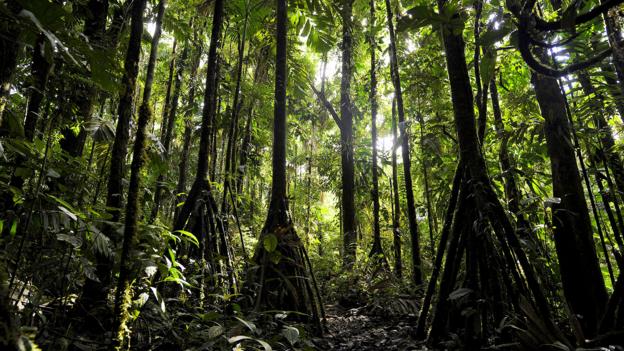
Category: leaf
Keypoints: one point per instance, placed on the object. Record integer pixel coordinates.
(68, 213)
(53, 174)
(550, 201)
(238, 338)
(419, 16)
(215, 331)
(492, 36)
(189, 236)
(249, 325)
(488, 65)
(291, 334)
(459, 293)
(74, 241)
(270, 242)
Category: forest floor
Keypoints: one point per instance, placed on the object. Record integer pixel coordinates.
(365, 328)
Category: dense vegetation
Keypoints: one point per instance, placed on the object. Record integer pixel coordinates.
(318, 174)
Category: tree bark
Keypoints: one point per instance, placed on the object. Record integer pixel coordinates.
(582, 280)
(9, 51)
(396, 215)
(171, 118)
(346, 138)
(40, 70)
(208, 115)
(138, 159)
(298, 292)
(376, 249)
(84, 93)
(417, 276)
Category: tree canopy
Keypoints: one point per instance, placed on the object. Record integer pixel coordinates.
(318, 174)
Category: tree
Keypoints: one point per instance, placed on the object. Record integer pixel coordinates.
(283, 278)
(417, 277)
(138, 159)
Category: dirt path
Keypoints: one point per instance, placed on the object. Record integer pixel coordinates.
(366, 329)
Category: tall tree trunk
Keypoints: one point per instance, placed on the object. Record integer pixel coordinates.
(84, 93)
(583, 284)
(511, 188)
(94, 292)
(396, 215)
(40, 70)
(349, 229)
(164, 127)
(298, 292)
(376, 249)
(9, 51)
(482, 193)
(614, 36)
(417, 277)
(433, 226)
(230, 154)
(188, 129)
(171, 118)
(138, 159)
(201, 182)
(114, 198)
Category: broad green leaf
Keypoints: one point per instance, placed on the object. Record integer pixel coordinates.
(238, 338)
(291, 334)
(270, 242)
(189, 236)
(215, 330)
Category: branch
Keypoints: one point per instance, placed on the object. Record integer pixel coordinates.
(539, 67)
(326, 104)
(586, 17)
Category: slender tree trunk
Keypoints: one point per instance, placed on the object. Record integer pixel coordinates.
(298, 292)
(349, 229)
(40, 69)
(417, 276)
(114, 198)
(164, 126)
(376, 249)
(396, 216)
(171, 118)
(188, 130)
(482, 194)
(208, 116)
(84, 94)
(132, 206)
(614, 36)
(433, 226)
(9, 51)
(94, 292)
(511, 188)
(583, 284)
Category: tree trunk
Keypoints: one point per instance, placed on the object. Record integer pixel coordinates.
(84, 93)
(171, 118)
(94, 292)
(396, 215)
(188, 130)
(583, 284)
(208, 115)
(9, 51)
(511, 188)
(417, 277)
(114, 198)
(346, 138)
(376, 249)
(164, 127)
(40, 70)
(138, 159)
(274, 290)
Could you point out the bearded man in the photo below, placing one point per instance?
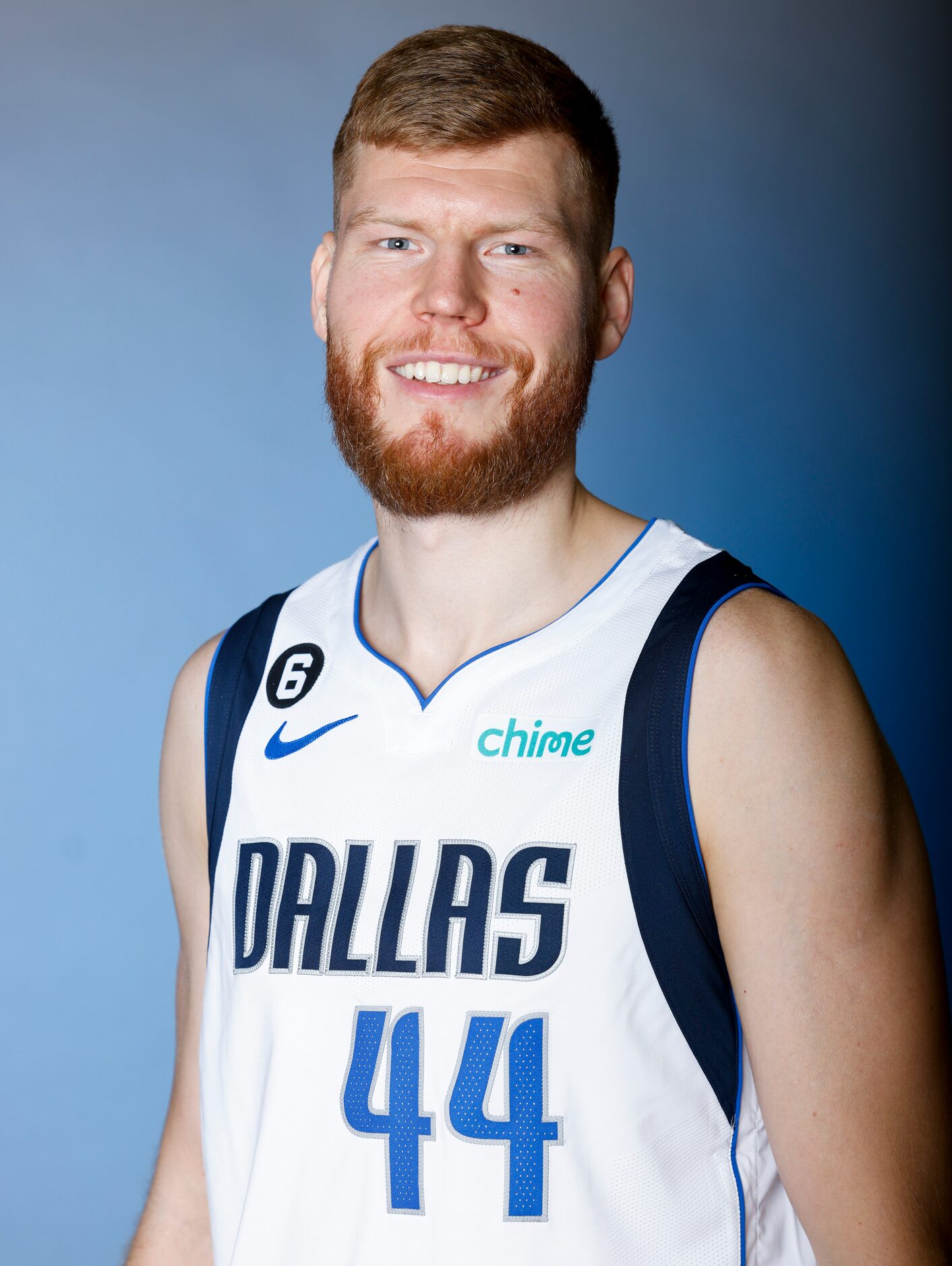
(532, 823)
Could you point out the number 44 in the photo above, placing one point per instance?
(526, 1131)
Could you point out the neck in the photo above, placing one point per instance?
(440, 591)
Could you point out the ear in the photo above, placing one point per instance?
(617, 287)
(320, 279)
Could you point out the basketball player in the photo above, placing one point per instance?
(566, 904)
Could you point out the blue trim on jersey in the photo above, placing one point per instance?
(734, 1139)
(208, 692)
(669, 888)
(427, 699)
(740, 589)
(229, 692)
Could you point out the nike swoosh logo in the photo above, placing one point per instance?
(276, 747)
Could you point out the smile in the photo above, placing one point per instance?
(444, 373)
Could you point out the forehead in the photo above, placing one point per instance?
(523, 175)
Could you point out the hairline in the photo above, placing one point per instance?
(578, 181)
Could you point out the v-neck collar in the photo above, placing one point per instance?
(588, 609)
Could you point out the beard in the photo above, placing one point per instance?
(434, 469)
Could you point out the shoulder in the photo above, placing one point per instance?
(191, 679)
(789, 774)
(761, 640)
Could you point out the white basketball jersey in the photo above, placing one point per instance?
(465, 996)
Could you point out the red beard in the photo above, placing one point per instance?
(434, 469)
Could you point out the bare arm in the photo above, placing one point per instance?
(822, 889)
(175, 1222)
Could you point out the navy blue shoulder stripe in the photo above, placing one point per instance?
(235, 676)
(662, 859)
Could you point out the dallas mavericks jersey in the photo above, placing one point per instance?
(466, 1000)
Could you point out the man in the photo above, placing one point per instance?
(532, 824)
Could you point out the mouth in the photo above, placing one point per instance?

Task requirements: Search the data above for the word "trunk". Copy each line it is in.

Answer space:
Category: tall tree trunk
Category: slender tree trunk
Category: tree trunk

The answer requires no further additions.